INPUT DATA ->
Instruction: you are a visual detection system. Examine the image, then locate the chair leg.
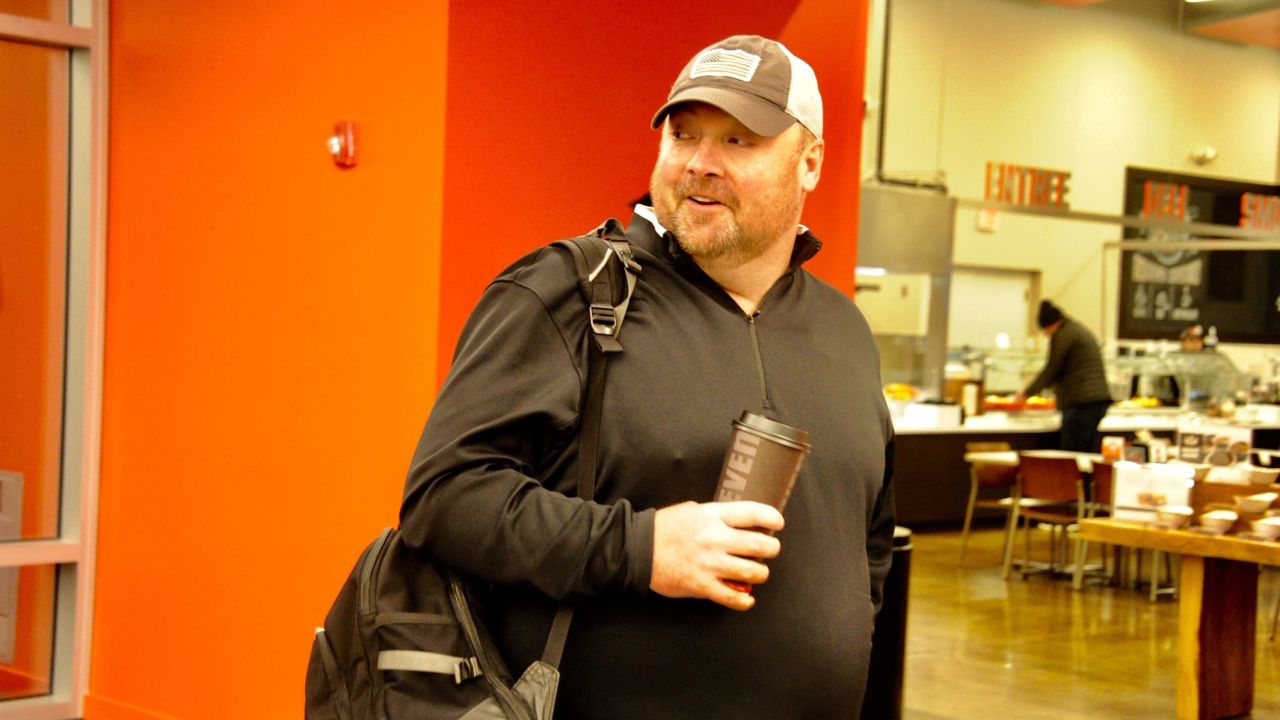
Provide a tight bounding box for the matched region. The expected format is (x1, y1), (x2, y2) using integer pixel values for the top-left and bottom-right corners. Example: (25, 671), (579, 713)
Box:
(1072, 536), (1088, 590)
(1148, 551), (1178, 601)
(1020, 516), (1032, 581)
(1056, 525), (1068, 571)
(959, 481), (980, 567)
(1061, 525), (1072, 569)
(1045, 524), (1055, 574)
(1135, 549), (1147, 589)
(1150, 549), (1160, 602)
(1002, 506), (1020, 581)
(1271, 588), (1280, 642)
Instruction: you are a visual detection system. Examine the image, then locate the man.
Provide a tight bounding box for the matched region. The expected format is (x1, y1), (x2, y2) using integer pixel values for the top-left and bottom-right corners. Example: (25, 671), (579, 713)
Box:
(1019, 299), (1113, 452)
(402, 35), (894, 718)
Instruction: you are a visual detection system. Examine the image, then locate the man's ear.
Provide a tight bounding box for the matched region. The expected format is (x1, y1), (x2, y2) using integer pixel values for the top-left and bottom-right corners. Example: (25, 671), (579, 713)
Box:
(799, 137), (824, 192)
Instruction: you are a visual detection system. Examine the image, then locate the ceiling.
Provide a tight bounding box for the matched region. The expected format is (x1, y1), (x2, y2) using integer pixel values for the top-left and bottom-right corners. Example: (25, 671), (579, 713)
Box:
(1042, 0), (1280, 49)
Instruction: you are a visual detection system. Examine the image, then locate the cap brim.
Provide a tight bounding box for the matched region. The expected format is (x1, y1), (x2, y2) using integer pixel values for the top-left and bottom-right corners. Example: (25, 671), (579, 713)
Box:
(650, 87), (796, 137)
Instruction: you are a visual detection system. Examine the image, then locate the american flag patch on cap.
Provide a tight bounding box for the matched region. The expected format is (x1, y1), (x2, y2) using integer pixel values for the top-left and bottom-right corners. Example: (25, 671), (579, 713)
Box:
(689, 48), (761, 82)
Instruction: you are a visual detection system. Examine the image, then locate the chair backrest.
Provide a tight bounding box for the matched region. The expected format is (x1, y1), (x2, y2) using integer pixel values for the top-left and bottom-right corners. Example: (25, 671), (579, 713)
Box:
(1090, 460), (1115, 507)
(1017, 453), (1084, 502)
(966, 441), (1018, 486)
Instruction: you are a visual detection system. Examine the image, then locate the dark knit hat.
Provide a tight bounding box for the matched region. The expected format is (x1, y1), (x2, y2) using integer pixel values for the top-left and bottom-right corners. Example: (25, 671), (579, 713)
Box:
(1037, 300), (1064, 329)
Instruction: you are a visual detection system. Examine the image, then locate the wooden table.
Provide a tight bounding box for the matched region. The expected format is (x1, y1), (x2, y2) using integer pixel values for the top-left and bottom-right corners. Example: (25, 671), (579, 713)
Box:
(1077, 519), (1280, 719)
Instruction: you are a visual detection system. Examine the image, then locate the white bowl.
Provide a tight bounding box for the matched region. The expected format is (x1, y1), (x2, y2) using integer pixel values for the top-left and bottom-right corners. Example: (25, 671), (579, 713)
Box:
(1199, 509), (1239, 534)
(1155, 505), (1193, 529)
(1236, 492), (1278, 514)
(1250, 516), (1280, 541)
(1240, 464), (1280, 487)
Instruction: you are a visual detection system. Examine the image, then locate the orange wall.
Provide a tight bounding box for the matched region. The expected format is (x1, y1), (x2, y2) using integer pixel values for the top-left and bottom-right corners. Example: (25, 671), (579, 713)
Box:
(92, 2), (447, 717)
(94, 1), (866, 717)
(437, 0), (869, 382)
(779, 0), (869, 294)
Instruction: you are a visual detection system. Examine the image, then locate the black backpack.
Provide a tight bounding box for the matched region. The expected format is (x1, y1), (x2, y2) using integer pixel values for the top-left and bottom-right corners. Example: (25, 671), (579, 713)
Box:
(305, 221), (640, 720)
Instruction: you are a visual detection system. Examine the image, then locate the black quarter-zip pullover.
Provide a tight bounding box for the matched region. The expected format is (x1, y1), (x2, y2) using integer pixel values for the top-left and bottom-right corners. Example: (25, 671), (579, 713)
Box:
(401, 208), (895, 719)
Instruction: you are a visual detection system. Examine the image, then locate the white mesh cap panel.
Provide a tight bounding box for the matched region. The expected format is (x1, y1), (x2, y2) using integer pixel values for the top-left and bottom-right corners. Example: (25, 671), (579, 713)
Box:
(777, 43), (823, 138)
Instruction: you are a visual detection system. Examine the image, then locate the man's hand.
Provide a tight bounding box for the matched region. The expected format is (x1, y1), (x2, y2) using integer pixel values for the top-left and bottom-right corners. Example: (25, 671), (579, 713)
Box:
(649, 501), (784, 611)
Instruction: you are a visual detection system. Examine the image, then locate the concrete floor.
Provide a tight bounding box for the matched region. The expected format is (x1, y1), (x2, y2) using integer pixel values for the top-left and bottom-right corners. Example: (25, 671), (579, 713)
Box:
(902, 525), (1280, 719)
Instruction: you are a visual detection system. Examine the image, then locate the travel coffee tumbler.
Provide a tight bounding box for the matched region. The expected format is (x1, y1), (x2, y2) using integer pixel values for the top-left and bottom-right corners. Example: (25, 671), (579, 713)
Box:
(713, 411), (812, 592)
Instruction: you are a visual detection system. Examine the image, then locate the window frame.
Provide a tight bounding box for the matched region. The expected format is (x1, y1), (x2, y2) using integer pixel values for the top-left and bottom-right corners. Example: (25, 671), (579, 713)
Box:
(0, 1), (106, 717)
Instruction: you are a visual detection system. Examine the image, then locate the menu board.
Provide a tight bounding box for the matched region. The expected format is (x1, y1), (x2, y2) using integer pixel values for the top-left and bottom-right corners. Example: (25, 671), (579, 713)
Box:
(1118, 167), (1280, 343)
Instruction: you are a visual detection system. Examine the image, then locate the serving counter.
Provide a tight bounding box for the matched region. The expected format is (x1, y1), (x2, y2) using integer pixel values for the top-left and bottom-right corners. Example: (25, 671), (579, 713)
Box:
(892, 415), (1057, 524)
(890, 406), (1280, 525)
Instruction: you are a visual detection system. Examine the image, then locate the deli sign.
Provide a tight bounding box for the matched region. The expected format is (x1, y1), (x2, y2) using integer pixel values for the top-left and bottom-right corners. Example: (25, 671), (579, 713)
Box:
(1241, 192), (1280, 232)
(984, 161), (1071, 210)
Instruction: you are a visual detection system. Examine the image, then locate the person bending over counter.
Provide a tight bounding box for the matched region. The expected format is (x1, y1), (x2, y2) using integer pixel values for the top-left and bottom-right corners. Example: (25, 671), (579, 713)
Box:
(1017, 299), (1113, 452)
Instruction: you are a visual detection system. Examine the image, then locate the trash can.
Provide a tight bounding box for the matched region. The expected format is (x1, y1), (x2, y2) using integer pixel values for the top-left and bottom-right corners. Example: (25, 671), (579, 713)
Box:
(859, 525), (912, 720)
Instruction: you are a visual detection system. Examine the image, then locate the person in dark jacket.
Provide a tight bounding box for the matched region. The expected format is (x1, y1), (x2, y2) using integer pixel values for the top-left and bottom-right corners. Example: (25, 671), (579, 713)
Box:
(401, 35), (894, 719)
(1019, 299), (1113, 452)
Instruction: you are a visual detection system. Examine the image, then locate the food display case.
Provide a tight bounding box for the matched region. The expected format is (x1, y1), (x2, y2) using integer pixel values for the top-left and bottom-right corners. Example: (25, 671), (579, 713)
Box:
(980, 349), (1048, 396)
(941, 348), (986, 416)
(1106, 352), (1180, 411)
(939, 347), (1057, 415)
(1107, 350), (1247, 413)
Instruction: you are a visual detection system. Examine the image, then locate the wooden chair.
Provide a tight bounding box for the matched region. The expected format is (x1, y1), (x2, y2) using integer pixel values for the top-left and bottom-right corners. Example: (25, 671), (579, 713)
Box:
(960, 441), (1020, 567)
(1006, 453), (1087, 580)
(1071, 459), (1115, 589)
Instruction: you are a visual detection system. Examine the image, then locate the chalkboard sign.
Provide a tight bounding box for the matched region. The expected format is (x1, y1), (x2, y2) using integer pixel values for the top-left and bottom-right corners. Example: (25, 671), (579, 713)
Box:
(1118, 167), (1280, 343)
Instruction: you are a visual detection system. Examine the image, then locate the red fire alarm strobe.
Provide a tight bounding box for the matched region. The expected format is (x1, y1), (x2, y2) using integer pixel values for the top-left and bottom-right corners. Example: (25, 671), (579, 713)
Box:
(328, 121), (358, 169)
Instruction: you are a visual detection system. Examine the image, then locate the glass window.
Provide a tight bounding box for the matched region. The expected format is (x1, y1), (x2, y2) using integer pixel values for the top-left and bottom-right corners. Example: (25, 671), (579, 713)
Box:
(0, 1), (67, 23)
(0, 563), (55, 701)
(0, 39), (69, 541)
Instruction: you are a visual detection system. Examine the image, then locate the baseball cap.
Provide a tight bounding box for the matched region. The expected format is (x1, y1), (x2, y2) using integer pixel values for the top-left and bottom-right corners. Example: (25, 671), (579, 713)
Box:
(651, 35), (823, 139)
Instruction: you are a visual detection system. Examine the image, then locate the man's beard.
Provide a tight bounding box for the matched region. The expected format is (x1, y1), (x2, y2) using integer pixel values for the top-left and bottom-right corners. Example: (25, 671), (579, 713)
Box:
(650, 172), (802, 266)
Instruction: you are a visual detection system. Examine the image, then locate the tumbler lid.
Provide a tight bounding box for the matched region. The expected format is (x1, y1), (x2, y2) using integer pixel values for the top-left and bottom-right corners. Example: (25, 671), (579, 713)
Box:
(735, 411), (812, 450)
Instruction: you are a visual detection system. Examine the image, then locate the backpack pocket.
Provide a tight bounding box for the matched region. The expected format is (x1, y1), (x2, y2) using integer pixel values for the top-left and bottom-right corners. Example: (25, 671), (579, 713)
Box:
(305, 628), (353, 720)
(376, 612), (494, 720)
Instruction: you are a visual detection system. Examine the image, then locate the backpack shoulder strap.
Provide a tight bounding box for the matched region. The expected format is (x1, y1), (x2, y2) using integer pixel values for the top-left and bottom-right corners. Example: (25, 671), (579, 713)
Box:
(541, 218), (641, 670)
(552, 218), (641, 354)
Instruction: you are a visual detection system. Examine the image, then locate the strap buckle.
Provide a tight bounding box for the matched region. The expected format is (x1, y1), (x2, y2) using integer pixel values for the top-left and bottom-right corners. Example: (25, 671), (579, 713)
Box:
(589, 303), (617, 337)
(454, 656), (483, 684)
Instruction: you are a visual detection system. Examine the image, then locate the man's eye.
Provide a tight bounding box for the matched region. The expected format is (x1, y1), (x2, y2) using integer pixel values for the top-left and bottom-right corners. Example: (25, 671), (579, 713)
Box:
(727, 136), (752, 146)
(671, 129), (692, 140)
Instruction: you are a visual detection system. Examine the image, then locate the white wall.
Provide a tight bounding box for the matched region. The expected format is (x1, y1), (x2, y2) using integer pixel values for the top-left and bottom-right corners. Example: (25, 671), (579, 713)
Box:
(879, 0), (1280, 348)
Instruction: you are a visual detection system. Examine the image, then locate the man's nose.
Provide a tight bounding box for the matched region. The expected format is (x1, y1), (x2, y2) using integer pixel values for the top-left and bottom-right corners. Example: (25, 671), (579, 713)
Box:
(684, 140), (724, 177)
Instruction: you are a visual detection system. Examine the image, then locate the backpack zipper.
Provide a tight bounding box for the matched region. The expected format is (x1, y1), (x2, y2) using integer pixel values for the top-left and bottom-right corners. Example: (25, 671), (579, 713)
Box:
(448, 573), (536, 720)
(747, 314), (772, 411)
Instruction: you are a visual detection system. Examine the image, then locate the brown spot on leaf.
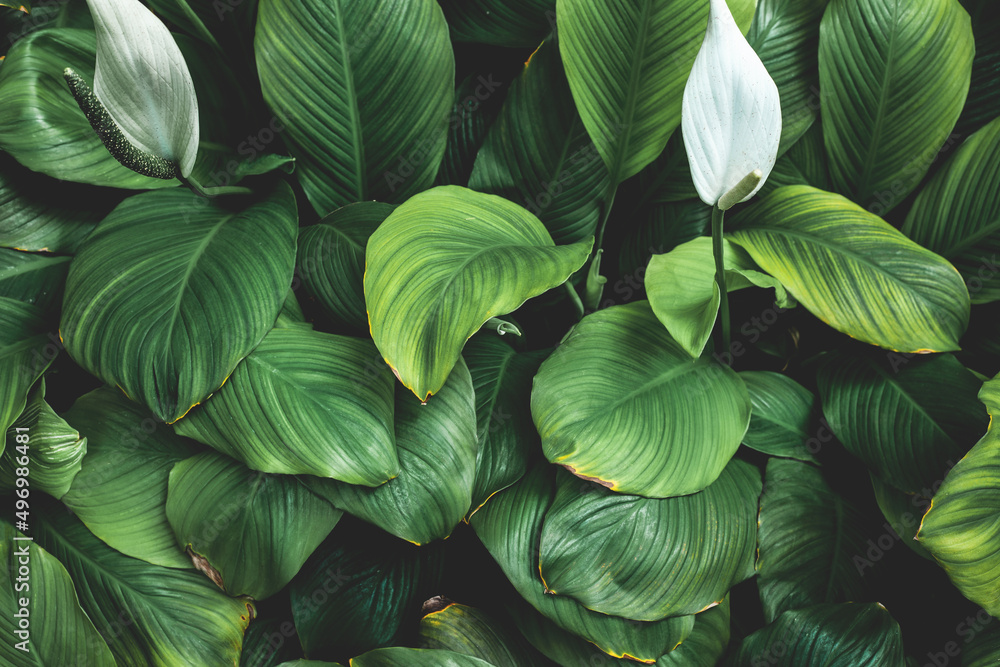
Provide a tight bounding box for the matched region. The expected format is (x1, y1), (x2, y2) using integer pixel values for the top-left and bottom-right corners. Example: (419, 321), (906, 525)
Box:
(562, 464), (614, 488)
(187, 546), (224, 590)
(421, 596), (454, 615)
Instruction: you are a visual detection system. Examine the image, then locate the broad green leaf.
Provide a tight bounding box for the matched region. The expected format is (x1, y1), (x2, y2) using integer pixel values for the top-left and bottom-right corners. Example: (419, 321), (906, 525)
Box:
(758, 121), (830, 197)
(964, 622), (1000, 667)
(558, 0), (756, 185)
(0, 248), (70, 309)
(0, 381), (85, 498)
(739, 371), (818, 462)
(439, 0), (554, 46)
(656, 599), (731, 667)
(757, 459), (867, 623)
(723, 603), (905, 666)
(255, 0), (454, 215)
(902, 116), (1000, 304)
(470, 465), (697, 663)
(646, 238), (790, 357)
(818, 0), (973, 212)
(62, 386), (198, 569)
(464, 336), (547, 517)
(436, 72), (505, 188)
(240, 616), (302, 667)
(468, 38), (610, 246)
(1, 521), (116, 666)
(365, 185), (592, 401)
(296, 202), (394, 333)
(61, 183), (298, 423)
(728, 185), (970, 353)
(418, 602), (554, 667)
(616, 196), (710, 283)
(174, 326), (397, 485)
(289, 522), (446, 660)
(166, 450), (342, 600)
(0, 298), (52, 453)
(955, 0), (1000, 137)
(816, 351), (986, 493)
(304, 359), (477, 545)
(30, 495), (254, 667)
(869, 473), (933, 561)
(538, 460), (760, 621)
(531, 300), (751, 497)
(351, 648), (495, 667)
(917, 373), (1000, 615)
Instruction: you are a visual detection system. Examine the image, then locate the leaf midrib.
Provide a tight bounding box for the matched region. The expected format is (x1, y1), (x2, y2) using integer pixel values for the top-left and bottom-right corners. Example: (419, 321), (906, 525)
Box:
(607, 0), (654, 185)
(856, 0), (901, 194)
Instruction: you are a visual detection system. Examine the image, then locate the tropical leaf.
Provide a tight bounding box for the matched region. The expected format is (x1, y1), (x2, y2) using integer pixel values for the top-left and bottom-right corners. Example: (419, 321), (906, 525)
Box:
(165, 450), (342, 600)
(418, 601), (554, 667)
(901, 116), (1000, 304)
(240, 616), (302, 667)
(254, 0), (454, 215)
(61, 183), (298, 423)
(818, 0), (974, 213)
(365, 185), (591, 401)
(469, 465), (697, 663)
(816, 351), (986, 493)
(30, 494), (254, 667)
(531, 300), (751, 498)
(917, 372), (1000, 615)
(955, 0), (1000, 137)
(436, 72), (506, 188)
(616, 196), (711, 284)
(0, 381), (85, 498)
(174, 326), (398, 485)
(728, 185), (970, 353)
(758, 121), (830, 197)
(964, 622), (1000, 667)
(0, 298), (52, 453)
(723, 602), (905, 666)
(869, 473), (933, 561)
(304, 359), (477, 545)
(538, 460), (760, 621)
(0, 248), (70, 310)
(468, 38), (610, 246)
(61, 386), (199, 569)
(0, 520), (116, 667)
(439, 0), (554, 47)
(757, 458), (868, 623)
(655, 599), (732, 667)
(295, 202), (394, 333)
(350, 648), (495, 667)
(739, 371), (818, 462)
(557, 0), (756, 186)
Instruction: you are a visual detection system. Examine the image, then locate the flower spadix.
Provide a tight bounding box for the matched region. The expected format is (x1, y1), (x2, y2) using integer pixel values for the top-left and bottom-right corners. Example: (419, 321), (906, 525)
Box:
(682, 0), (781, 209)
(67, 0), (200, 178)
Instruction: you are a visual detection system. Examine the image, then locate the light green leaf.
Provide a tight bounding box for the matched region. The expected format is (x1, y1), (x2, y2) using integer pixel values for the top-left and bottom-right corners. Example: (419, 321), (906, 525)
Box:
(739, 371), (818, 462)
(917, 372), (1000, 615)
(818, 0), (973, 212)
(728, 185), (970, 353)
(62, 386), (199, 569)
(255, 0), (454, 215)
(61, 183), (298, 423)
(538, 460), (760, 621)
(902, 116), (1000, 304)
(166, 450), (342, 600)
(439, 0), (555, 47)
(174, 326), (398, 485)
(418, 602), (554, 667)
(531, 300), (750, 498)
(365, 185), (591, 401)
(350, 648), (495, 667)
(0, 298), (52, 453)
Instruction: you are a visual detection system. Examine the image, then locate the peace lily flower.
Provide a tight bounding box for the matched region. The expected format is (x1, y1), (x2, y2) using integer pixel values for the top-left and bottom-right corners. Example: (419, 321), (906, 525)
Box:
(64, 0), (200, 180)
(682, 0), (781, 210)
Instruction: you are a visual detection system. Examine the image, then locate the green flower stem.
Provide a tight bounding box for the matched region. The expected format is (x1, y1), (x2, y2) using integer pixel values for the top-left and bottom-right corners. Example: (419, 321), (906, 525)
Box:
(565, 282), (585, 319)
(712, 204), (730, 356)
(181, 174), (253, 198)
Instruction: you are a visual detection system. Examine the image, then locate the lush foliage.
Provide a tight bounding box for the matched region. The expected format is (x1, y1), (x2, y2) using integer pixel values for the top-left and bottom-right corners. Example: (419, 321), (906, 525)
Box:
(0, 0), (998, 665)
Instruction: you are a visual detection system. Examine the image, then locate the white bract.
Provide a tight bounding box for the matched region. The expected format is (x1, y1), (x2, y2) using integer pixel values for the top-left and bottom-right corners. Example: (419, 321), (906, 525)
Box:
(682, 0), (781, 209)
(88, 0), (200, 177)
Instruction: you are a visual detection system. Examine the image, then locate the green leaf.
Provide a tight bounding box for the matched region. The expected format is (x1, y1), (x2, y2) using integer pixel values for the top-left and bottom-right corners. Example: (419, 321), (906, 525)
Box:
(351, 648), (495, 667)
(468, 38), (610, 246)
(818, 0), (974, 212)
(174, 326), (398, 485)
(469, 465), (697, 663)
(917, 372), (1000, 615)
(739, 371), (818, 463)
(0, 298), (51, 453)
(758, 121), (830, 197)
(0, 247), (70, 309)
(964, 621), (1000, 667)
(728, 185), (970, 353)
(869, 473), (933, 561)
(304, 359), (477, 545)
(254, 0), (454, 215)
(616, 196), (710, 283)
(656, 599), (731, 667)
(62, 386), (199, 569)
(435, 72), (505, 188)
(464, 336), (547, 517)
(289, 523), (446, 660)
(296, 202), (394, 333)
(531, 300), (751, 498)
(557, 0), (756, 185)
(439, 0), (555, 47)
(955, 0), (1000, 138)
(418, 602), (554, 667)
(29, 494), (254, 667)
(1, 520), (116, 667)
(240, 616), (302, 667)
(723, 603), (905, 666)
(365, 185), (592, 401)
(0, 381), (85, 498)
(165, 450), (342, 600)
(61, 183), (298, 423)
(757, 459), (867, 623)
(816, 351), (986, 493)
(902, 116), (1000, 304)
(646, 237), (790, 358)
(538, 460), (760, 621)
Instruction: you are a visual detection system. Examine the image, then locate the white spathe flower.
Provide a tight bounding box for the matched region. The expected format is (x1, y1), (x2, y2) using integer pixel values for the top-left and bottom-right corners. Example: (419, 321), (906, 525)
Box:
(682, 0), (781, 209)
(87, 0), (200, 177)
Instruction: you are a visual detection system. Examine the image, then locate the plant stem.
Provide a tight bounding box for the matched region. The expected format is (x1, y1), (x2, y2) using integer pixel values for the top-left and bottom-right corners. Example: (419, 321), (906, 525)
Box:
(712, 205), (731, 356)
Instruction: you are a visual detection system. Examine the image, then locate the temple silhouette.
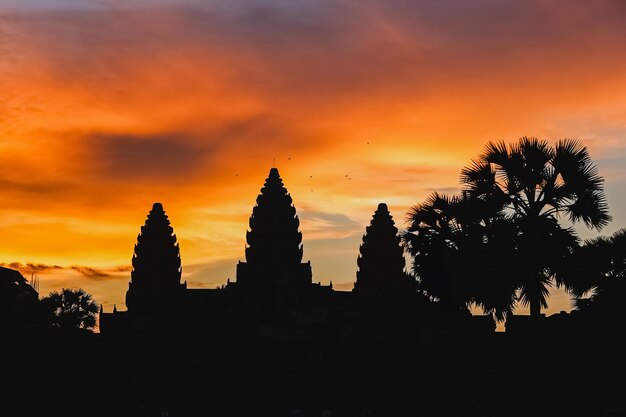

WORK TO BE COMPLETED ->
In the answer, give only the lines from the top of the data above through the line with "locate the man.", reproduced exactly; no picture may appear.

RESULT OF THE TASK ->
Instruction: you are a visual detection system. Examine the image, then locate the chair leg.
Provide a tight bounding box for the matched region. The expected format is (x1, y1), (x2, y2) using integer pixel values for the top-left and bottom-right corners. Example: (25, 671), (579, 713)
Box:
(1072, 536), (1088, 590)
(1148, 551), (1178, 601)
(1020, 516), (1032, 581)
(1056, 525), (1068, 571)
(959, 481), (980, 567)
(1061, 525), (1072, 569)
(1045, 524), (1055, 574)
(1135, 549), (1147, 589)
(1150, 549), (1160, 602)
(1002, 506), (1020, 581)
(1271, 588), (1280, 642)
Instruction: you are a visual detection system. Examine the image, then locate the man.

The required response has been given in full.